WHAT YOU NEED TO DO
• A. List the teams that the job posting says the person in this role will partner with in the "About The Position" section.
• B. Answer these questions from the job posting:
(i) In which city and state is the position located?
(ii) How many years of relevant experience are required?
(iii) Under "Responsibilities," what are the prompt regression test suites meant to detect?

EXTRACTED TEXT
========
Software Quality Engineer (AI/ML Applicaitons)

Vizient•Chicago, IL

About The Position

In this role, you will validate AI and ML-powered healthcare solutions across the full development lifecycle to ensure data quality, model performance, reliability, and safe deployment in production environments. You will design and execute data-driven and automated test strategies, including model evaluation, prompt regression testing, dataset profiling, and end-to-end pipeline validation. You will partner with data science, engineering, product, and security teams to define measurable quality gates and deliver compliant, explainable, and dependable AI experiences that drive client value.

Requirements

Relevant degree preferred.
2 or more years of relevant experience required.
Experience validating ML or generative AI-based applications, including model evaluation and data quality assessment required.
Proficiency in Python, SQL, and test automation frameworks.
Experience evaluating LLM systems, including prompt regression testing and automated or human-in-the-loop judging methodologies.
Familiarity with RAG evaluation concepts, including retrieval quality, context relevance, faithfulness, and safety testing.
Experience designing AI evaluation metrics, including ranking, calibration, and reliability measures.
Experience building model monitoring dashboards and production health reporting.
Understanding of Agile methodologies and CI/CD practices.
Strong analytical, documentation, and communication skills.
Self-starter who thrives in fast-paced, iterative environment and drives quality initiatives end-to-end amid ambiguity and shifting priorities.

Responsibilities

Develop and execute test strategies for ML and generative AI-powered applications.
Design and maintain evaluation frameworks for Large Language Models (LLM), including automated scoring and LLM -as-a-judge methodologies.
Develop prompt regression test suites to detect performance degradation across model and prompt versions.
Evaluate generative AI systems for hallucination risk, factual consistency, grounding accuracy, and safety compliance.
Conduct model evaluation, regression testing, and drift monitoring in development and production environments.
Build dashboards and monitoring tools to detect degraded evaluation scores, drift, or safety risks and support proactive triage.
Design and implement proactive AI-driven alerting and recommendation systems embedded within dashboards and user workflows
Automate dashboard metric generation and refresh pipelines using Python and data workflows.
Partner with cross-functional teams to define AI quality standards, acceptance criteria, and release gates.
Investigate defects, analyze root causes, and recommend corrective actions to improve reliability and performance.
========
RECORDS
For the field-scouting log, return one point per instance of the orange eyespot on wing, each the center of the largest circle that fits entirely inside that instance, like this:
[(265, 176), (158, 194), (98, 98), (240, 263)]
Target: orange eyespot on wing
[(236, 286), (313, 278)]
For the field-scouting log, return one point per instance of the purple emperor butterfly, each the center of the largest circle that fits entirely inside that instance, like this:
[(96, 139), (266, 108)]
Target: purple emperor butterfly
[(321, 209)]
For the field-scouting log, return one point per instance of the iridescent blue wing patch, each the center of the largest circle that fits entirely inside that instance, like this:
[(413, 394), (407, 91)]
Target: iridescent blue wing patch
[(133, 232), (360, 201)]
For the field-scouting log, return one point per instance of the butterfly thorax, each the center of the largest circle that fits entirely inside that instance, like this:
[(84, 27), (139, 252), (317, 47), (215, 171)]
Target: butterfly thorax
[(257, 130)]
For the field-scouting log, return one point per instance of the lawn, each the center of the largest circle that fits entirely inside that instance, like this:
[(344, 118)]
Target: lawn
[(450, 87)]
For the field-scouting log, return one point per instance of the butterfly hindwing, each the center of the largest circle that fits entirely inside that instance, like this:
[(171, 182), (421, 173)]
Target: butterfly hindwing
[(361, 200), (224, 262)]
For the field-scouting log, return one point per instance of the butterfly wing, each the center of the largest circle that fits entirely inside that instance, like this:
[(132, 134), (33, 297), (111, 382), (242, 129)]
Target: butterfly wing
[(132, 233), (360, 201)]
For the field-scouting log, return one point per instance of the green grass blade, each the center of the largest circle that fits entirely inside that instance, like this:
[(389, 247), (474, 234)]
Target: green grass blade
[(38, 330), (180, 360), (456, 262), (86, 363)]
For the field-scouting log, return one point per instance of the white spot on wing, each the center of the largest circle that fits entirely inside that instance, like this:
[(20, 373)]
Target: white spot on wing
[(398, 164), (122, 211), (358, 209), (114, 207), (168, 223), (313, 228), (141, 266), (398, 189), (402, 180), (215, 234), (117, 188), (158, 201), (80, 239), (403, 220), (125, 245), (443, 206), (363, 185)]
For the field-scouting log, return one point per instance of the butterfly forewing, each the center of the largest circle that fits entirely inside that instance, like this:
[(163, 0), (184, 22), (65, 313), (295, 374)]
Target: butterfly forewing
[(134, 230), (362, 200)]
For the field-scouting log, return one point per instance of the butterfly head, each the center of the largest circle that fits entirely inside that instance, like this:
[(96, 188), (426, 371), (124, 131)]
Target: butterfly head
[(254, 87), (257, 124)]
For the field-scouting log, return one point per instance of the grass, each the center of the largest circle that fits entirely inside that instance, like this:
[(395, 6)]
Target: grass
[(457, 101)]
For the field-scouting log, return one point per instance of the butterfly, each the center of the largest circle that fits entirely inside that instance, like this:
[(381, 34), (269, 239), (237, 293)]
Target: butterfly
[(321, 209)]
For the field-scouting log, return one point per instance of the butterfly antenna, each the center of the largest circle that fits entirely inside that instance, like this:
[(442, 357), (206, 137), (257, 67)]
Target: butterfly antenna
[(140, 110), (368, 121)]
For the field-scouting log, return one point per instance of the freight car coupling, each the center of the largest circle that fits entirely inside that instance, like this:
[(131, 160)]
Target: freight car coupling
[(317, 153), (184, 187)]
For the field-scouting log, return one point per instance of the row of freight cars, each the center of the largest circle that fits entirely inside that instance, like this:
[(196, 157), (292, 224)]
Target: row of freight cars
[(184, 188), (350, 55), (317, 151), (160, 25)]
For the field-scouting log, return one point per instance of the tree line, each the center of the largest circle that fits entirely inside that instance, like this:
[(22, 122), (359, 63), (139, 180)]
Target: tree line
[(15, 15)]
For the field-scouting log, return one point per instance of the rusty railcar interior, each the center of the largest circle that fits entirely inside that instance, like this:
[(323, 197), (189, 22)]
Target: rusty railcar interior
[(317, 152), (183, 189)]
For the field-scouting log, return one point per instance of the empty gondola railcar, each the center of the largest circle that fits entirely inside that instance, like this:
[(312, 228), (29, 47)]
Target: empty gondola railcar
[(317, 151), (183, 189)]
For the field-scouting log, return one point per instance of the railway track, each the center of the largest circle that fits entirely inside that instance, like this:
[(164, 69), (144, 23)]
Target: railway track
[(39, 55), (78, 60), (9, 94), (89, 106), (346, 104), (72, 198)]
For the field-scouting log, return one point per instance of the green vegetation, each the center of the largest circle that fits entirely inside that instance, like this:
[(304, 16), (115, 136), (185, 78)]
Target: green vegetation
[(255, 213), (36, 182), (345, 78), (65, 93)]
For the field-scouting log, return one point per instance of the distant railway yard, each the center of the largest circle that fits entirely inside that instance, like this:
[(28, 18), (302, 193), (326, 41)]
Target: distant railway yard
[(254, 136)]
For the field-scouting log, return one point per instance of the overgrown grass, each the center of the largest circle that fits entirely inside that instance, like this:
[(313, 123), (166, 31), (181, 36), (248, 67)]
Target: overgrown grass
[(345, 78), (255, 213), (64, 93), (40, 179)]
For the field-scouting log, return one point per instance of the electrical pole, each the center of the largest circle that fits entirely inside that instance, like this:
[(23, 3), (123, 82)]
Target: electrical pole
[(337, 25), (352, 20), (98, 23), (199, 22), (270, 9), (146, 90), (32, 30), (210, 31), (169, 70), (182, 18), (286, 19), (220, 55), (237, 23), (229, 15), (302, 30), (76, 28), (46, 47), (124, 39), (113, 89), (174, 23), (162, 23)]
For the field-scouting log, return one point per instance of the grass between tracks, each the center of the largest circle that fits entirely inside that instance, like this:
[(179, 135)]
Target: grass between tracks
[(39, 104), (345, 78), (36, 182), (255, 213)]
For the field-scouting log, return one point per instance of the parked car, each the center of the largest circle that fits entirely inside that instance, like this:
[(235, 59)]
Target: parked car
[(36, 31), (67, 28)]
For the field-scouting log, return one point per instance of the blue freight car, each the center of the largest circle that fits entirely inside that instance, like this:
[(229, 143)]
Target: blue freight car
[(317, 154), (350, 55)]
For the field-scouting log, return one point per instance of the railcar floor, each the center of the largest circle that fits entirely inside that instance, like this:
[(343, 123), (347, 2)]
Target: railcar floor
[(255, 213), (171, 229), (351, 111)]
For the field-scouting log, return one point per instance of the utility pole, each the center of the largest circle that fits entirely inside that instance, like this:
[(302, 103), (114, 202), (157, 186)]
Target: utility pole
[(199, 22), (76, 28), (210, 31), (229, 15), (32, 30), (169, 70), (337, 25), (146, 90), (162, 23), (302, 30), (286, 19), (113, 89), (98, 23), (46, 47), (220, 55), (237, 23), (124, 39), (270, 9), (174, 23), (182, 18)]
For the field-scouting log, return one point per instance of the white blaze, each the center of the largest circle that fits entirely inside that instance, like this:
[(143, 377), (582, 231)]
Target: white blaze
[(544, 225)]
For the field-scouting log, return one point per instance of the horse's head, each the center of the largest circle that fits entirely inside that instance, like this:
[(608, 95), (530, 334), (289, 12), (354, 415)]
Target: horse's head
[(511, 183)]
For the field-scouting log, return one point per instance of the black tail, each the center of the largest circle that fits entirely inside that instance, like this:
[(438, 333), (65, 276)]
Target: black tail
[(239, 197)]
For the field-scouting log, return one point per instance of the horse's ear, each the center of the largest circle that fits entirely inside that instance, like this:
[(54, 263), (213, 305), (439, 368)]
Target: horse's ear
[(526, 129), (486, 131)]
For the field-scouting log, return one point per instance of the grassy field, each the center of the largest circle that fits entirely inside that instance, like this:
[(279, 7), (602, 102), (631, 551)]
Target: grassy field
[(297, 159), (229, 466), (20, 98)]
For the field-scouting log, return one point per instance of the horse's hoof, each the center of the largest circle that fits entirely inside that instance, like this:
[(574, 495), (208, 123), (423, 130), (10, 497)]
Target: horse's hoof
========
WRITTEN RESPONSES
• A.
Data science
Engineering
Product
Security

• B.
(i) Chicago, IL
(ii) 2 or more years
(iii) Performance degradation across model and prompt versions